The tasks:
1. In the page on handling file contents, turn the paragraph beginning "This temporarily changes the Input Field Separator" into a short list of its steps.
2. Carry on the page on handling file contents from its final sentence.

Extract:
########
Handling_contents_of

Contents

How can I read a file line-by-line?
How can I recursively search all files for a string?
How can I split a file into line ranges, e.g. lines 1-10, 11-20, 21-30?
How can I replace a string with another string in all files?
How can I randomize (shuffle) the order of lines in a file?

How can I read a file line-by-line?

    while read line
    do
        echo "$line"
    done < "$file"

The read command still modifies each line read, e.g. it removes all leading whitespace characters (blanks, tab characters). If that is not desired, the IFS (internal field separator) variable has to be cleared:

    OIFS=$IFS; IFS=
    while read line
    do
        echo "$line"
    done < "$file"
    IFS=$OIFS

As a feature, the read command concatenates lines that end with a backslash '\' character to one single line. To disable this feature, KornShell and BASH have read -r:

    OIFS=$IFS; IFS=
    while read -r line
    do
        echo "$line"
    done < "$file"
    IFS=$OIFS

Note that reading a file line by line this way is very slow for large files. Consider using e.g. AWK instead if you get performance problems.

Sometimes it's useful to read a file into an array, one array element per line. You can do that with the following example:

    O=$IFS IFS=$'\n' arr=($(< myfile)) IFS=$O

This temporarily changes the Input Field Separator to a newline, so that each line will be considered one field by read. Then it populates the array arr with the fields. Then it sets the IFS back to what it was before.

How can I recursively search all files for a string?

On most recent systems (GNU/Linux/BSD), you would use grep -r pattern . to search all files from the current directory (.) downward.

You can use find if your grep lacks -r:

    find . -type f -exec grep -l "$search" '{}' \;

The {} characters will be replaced with the current file name.
########
Material:
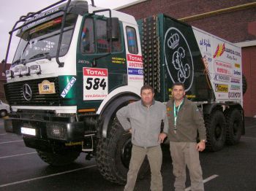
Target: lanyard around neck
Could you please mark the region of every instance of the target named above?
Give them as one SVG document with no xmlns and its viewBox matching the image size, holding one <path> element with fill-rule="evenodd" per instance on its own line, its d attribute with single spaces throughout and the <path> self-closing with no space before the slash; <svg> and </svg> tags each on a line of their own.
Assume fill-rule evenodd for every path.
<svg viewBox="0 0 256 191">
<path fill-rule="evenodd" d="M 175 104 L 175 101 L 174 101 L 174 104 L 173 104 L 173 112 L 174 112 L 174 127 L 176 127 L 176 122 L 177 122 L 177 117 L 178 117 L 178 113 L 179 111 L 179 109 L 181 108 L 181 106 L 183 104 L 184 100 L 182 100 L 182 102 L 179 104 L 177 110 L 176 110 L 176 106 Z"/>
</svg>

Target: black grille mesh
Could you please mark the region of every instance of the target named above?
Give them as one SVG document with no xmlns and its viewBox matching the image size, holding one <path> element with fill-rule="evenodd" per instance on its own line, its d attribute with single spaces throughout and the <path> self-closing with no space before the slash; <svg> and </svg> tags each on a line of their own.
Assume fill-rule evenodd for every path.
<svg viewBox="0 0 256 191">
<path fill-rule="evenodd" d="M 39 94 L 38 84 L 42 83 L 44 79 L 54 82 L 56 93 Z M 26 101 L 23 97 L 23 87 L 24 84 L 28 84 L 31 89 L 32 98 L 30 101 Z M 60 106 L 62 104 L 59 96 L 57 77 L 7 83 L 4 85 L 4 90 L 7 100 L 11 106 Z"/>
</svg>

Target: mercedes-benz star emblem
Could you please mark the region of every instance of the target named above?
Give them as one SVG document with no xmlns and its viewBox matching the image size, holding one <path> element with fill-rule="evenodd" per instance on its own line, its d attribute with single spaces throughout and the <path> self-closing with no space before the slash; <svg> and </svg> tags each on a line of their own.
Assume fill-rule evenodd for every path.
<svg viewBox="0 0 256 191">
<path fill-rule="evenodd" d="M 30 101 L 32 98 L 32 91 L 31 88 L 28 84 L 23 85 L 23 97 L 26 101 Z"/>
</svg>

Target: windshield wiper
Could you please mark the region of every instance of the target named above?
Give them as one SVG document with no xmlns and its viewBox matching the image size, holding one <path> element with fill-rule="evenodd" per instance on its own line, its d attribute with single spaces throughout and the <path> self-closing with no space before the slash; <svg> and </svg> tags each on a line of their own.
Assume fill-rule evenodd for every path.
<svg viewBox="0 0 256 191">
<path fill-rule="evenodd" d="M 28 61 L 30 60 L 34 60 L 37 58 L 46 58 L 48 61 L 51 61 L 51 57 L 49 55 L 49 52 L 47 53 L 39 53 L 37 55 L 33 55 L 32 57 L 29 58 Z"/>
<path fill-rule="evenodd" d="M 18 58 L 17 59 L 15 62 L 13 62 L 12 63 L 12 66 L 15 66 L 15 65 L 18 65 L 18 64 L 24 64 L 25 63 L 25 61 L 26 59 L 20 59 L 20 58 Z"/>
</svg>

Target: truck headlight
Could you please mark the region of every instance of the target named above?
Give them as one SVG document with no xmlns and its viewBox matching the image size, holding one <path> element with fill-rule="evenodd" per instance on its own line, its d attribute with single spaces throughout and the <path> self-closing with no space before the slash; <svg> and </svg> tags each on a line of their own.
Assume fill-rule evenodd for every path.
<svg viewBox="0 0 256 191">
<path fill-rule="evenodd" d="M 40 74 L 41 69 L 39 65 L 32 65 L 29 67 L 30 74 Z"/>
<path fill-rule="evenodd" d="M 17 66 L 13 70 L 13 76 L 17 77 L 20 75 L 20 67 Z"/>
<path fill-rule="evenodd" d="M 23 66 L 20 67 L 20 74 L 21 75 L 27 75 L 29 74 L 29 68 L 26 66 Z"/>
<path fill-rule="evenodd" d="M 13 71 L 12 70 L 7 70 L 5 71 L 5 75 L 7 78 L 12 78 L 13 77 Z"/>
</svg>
########
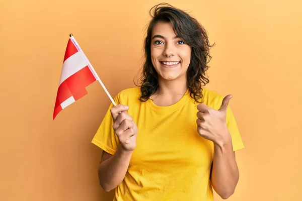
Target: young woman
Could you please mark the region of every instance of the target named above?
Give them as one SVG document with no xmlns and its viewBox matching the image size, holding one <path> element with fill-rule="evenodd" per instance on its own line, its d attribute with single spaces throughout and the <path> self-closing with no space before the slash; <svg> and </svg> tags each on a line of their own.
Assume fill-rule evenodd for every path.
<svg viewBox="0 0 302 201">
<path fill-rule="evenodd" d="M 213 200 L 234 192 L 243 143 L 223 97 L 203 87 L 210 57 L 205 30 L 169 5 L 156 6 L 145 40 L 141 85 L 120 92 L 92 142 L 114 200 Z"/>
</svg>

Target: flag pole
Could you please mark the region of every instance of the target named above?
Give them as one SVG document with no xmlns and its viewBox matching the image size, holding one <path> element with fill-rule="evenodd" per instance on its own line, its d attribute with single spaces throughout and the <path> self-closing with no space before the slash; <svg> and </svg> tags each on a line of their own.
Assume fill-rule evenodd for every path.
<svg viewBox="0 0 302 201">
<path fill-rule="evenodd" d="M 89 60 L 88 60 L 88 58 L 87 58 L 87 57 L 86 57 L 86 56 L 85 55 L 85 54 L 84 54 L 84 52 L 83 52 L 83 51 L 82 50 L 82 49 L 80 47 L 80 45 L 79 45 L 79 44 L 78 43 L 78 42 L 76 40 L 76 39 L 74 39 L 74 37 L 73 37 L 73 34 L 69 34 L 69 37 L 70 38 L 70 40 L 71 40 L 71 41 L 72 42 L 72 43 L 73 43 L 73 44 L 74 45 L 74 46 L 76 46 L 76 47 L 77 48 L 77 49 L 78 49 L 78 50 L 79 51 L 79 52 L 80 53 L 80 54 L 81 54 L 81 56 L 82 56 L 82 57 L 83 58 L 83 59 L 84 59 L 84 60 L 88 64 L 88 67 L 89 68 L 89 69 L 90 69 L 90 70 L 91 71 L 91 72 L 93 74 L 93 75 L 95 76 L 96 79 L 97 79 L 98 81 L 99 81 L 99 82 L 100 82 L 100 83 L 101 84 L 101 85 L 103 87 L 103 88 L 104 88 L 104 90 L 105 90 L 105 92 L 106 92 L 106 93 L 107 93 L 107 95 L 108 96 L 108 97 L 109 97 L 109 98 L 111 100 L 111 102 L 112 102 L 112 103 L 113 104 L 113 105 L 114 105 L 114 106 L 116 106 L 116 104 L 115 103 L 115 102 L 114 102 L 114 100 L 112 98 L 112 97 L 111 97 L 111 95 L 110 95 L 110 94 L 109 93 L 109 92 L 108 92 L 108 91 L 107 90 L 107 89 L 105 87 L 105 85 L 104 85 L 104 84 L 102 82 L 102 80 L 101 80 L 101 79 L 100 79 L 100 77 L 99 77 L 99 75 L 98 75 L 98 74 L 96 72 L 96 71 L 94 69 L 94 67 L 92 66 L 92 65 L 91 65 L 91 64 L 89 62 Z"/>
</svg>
########
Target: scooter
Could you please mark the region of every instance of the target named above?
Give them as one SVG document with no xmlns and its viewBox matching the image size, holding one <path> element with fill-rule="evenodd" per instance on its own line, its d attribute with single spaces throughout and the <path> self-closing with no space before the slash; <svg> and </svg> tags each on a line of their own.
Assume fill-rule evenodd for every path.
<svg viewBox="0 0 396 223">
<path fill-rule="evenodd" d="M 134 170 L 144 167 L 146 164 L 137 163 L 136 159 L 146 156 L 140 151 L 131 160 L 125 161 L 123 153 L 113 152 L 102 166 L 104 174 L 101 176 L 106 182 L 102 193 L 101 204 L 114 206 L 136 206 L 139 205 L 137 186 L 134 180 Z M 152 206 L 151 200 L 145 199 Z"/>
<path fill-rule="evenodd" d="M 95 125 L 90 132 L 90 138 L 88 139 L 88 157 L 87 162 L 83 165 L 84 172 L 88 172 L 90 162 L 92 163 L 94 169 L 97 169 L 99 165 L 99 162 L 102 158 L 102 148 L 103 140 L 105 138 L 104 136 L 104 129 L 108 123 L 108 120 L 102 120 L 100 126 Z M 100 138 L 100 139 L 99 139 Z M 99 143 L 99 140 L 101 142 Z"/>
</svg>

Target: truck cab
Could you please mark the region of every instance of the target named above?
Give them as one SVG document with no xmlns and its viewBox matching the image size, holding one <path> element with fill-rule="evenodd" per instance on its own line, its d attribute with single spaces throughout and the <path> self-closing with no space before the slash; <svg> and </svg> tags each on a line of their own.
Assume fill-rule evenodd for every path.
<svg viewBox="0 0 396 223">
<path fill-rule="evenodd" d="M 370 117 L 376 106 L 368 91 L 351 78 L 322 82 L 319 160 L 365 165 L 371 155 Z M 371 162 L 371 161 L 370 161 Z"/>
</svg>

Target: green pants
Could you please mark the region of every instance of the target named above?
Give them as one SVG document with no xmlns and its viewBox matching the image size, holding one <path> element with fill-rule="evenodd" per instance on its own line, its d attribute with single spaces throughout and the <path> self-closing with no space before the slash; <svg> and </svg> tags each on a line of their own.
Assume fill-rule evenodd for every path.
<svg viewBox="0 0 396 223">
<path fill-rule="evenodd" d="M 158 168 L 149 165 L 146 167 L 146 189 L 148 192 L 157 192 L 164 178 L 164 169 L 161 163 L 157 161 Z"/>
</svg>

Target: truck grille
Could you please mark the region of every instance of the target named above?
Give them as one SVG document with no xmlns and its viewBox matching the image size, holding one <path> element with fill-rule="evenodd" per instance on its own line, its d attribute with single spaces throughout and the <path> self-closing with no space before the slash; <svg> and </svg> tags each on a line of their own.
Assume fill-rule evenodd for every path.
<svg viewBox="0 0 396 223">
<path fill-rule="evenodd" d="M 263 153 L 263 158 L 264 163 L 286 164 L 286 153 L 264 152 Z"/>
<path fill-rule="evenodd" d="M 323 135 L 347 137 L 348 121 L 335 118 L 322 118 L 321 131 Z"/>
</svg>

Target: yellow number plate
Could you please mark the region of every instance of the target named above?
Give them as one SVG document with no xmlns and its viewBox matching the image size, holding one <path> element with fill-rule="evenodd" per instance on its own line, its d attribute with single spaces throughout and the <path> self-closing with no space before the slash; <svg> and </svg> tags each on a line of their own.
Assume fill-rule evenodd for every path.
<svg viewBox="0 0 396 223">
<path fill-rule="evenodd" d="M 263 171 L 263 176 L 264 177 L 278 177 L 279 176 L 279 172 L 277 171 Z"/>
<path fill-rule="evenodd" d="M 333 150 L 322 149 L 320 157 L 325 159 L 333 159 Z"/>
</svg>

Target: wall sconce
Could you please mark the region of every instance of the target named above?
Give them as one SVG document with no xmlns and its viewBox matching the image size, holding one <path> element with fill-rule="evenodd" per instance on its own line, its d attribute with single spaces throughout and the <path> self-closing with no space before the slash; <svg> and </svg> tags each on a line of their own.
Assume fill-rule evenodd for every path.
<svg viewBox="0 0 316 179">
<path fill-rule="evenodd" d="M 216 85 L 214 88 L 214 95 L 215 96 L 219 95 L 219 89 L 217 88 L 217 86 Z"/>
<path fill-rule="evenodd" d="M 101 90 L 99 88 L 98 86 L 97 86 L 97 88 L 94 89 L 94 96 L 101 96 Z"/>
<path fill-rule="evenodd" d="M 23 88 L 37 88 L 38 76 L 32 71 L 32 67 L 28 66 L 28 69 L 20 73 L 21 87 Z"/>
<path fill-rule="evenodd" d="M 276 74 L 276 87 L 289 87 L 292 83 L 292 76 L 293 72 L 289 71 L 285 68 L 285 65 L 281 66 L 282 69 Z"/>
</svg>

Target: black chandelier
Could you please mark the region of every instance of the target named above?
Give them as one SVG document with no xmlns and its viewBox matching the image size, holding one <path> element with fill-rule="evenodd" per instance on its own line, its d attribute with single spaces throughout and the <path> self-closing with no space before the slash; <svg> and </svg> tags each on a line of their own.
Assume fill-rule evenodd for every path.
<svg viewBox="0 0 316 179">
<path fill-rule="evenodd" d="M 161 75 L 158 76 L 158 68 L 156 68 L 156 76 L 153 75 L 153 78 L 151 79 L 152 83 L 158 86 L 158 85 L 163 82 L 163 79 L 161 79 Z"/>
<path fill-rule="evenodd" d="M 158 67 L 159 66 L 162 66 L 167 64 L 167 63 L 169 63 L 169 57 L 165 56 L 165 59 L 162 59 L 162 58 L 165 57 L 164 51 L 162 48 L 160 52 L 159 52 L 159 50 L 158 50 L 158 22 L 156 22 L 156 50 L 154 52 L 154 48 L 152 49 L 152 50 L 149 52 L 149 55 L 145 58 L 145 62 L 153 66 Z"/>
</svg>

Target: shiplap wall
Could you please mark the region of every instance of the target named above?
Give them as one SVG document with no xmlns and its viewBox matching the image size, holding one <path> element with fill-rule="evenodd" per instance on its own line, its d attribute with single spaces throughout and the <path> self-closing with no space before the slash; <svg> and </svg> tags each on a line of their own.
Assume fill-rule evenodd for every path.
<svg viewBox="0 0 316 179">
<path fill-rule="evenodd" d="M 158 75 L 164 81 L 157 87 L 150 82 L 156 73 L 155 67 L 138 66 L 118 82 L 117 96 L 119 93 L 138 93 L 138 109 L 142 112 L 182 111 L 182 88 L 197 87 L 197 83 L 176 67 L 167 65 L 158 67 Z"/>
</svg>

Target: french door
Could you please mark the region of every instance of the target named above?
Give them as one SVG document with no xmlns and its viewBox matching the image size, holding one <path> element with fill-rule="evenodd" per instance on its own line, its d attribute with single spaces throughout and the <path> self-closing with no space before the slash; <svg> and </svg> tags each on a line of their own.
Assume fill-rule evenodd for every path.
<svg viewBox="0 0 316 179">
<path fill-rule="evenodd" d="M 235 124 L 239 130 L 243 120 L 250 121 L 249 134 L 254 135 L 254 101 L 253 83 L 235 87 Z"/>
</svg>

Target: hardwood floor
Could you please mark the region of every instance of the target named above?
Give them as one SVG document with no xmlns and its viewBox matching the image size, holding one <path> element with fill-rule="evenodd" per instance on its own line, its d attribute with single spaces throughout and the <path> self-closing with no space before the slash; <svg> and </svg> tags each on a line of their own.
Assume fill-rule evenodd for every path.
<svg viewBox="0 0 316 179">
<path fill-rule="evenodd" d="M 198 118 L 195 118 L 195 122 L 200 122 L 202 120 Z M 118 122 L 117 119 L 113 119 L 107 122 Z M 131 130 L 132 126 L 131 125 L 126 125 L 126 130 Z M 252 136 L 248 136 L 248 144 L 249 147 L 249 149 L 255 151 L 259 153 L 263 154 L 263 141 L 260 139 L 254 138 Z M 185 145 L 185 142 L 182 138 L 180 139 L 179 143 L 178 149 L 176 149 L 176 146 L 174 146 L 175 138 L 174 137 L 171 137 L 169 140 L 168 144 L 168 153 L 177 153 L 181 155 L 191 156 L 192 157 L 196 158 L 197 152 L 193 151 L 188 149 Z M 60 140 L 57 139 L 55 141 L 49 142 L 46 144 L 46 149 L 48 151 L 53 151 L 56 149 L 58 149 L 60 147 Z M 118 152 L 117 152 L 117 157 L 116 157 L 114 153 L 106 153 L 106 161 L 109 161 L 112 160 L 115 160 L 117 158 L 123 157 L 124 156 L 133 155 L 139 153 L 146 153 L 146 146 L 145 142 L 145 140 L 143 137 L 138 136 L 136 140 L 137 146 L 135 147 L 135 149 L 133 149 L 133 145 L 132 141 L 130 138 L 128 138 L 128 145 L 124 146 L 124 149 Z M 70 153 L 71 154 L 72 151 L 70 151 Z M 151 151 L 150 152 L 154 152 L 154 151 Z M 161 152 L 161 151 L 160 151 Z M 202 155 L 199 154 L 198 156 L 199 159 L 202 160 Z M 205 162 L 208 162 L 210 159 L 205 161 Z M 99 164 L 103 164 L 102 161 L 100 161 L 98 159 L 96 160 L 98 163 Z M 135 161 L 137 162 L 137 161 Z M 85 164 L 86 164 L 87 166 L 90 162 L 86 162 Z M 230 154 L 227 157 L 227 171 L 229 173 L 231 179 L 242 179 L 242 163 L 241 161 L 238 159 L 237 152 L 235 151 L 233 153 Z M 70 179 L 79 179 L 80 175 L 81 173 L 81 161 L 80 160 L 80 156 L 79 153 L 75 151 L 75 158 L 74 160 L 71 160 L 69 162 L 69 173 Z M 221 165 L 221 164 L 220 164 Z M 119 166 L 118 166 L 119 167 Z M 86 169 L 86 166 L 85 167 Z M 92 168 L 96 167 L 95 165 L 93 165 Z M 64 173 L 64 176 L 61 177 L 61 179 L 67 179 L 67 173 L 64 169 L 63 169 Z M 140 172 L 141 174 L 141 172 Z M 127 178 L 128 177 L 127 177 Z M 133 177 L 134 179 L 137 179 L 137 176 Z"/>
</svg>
########
Results for the exercise:
1.
- Temporarily sets the Input Field Separator to a newline, so read treats each line as one field.
- Fills the array arr with those fields.
- Restores IFS to its previous value.

2.
This command is slower than it needs to be, because find will call grep with only one file name, resulting in many grep invocations (one per file). Since grep accepts multiple file names on the command line, find can be instrumented to call it with several file names at once:

    find . -type f -exec grep -l "$search" '{}' \+

The trailing '+' character instructs find to call grep with as many file names as possible, saving processes and resulting in faster execution. This example works for POSIX find, e.g. with Solaris.

GNU find uses a helper program called xargs for the same purpose:

    find . -type f -print0 | xargs -0 grep -l "$search"

The -print0 / -0 options ensure that any file name can be processed, even ones containing blanks, TAB characters, or new-lines.

90% of the time, all you need is:

Have grep recurse and print the lines (GNU grep):

    grep -r "$search" .

Have grep recurse and print only the names (GNU grep):

    grep -r -l "$search" .

The find command can be used to run arbitrary commands on every file in a directory (including sub-directories). Replace grep with the command of your choice. The curly braces {} will be replaced with the current file name in the case above.

(Note that they must be escaped in some shells, but not in BASH.)

How can I split a file into line ranges, e.g. lines 1-10, 11-20, 21-30?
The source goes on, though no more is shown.